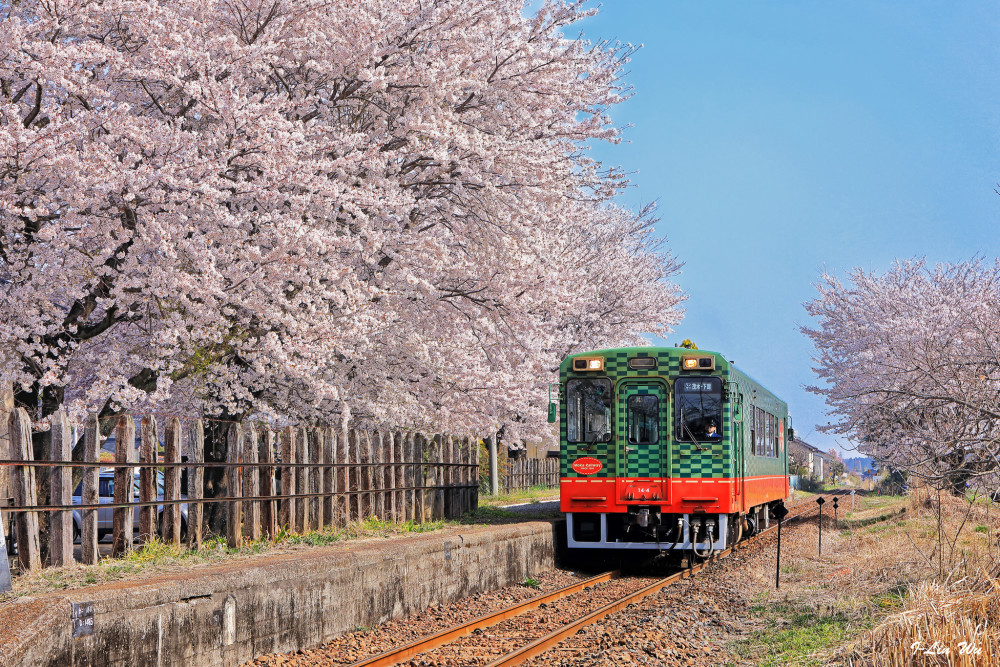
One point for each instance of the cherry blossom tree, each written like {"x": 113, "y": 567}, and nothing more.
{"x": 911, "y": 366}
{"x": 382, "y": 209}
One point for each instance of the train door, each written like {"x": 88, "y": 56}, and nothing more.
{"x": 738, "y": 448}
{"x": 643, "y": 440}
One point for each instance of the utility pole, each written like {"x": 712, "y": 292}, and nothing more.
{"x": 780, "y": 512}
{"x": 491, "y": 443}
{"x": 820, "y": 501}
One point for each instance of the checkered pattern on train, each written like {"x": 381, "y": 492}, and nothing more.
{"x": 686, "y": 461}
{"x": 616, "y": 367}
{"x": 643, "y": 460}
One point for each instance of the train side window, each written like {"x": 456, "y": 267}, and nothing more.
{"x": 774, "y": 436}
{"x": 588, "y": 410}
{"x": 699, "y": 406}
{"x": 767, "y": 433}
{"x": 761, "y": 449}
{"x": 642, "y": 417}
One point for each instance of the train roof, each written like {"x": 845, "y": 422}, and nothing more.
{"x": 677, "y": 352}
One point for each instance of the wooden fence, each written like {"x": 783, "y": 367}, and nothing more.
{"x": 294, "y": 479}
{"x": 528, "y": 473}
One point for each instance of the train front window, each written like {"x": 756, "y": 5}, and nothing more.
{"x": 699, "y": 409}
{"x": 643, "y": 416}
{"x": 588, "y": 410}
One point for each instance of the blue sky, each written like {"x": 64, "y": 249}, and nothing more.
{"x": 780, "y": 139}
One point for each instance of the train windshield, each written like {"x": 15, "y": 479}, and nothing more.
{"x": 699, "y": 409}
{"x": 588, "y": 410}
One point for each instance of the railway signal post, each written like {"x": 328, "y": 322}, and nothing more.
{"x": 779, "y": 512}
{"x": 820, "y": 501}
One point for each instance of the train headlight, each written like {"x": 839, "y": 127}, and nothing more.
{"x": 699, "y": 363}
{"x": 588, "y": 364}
────────────────────────────────────────
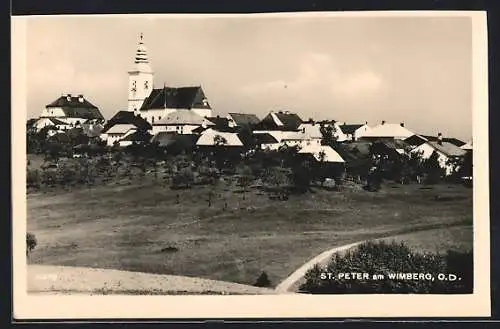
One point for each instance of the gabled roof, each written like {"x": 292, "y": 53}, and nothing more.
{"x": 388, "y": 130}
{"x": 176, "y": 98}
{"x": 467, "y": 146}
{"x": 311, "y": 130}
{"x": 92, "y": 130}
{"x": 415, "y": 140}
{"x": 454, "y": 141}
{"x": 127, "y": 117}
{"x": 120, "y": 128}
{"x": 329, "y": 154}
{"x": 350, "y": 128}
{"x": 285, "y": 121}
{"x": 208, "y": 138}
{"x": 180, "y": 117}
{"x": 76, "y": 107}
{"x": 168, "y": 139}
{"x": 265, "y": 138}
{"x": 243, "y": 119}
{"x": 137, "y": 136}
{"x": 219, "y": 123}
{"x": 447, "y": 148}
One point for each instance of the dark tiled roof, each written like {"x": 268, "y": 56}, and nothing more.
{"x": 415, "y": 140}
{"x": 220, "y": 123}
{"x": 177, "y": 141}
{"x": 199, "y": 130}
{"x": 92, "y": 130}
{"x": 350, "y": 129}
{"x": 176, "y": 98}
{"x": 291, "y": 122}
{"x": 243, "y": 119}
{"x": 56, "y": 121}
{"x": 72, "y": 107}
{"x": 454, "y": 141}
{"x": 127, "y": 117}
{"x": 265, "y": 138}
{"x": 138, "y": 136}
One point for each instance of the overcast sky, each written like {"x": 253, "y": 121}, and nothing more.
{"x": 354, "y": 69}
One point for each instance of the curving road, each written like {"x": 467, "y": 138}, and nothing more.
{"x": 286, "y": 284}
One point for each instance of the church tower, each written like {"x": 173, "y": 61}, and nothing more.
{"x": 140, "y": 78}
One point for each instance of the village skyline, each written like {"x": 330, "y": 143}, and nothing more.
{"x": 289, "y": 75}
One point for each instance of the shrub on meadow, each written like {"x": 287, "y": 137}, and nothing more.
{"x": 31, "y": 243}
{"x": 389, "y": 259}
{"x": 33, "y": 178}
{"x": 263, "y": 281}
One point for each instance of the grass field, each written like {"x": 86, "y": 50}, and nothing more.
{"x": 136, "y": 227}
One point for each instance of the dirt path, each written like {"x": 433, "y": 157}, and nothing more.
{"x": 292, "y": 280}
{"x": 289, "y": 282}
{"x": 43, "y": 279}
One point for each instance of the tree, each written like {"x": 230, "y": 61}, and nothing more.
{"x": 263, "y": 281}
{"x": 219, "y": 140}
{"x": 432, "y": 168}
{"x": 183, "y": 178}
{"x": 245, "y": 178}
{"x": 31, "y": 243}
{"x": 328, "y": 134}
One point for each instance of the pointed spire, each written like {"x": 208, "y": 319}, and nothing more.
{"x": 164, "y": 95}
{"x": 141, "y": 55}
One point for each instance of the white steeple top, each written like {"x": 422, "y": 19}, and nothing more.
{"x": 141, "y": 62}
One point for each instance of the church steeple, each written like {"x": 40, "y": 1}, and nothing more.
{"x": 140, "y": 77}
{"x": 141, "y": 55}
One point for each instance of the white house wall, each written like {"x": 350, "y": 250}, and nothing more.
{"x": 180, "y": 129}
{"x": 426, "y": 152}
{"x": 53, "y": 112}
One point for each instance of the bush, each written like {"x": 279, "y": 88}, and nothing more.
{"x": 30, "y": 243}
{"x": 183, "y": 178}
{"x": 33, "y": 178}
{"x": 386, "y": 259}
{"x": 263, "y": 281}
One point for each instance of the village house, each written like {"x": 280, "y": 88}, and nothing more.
────────────────────────────────────────
### What you need to do
Rewrite part of the data above, scaling every answer coordinate by 1.65 and rounding to whole numbers, with halves rounded up. Begin at the line that contains "One point for each instance of the white steeple" and stop after the line that contains "One point for each instance of the village house, each". Copy the request lines in that stretch unchanged, including their format samples.

### Reply
One point for each instance of the white steeple top, each written like {"x": 422, "y": 19}, and nothing more.
{"x": 233, "y": 102}
One point for each instance of the church steeple, each written like {"x": 40, "y": 1}, and nothing more.
{"x": 231, "y": 127}
{"x": 233, "y": 91}
One point for each instance of the white house wall, each written like {"x": 350, "y": 250}, and nothing more.
{"x": 297, "y": 213}
{"x": 703, "y": 251}
{"x": 87, "y": 185}
One point for each instance of the bush, each written like {"x": 279, "y": 88}, and nothing more.
{"x": 50, "y": 401}
{"x": 302, "y": 294}
{"x": 54, "y": 294}
{"x": 637, "y": 427}
{"x": 434, "y": 464}
One point for each instance of the village house, each written like {"x": 280, "y": 88}, and nothing more.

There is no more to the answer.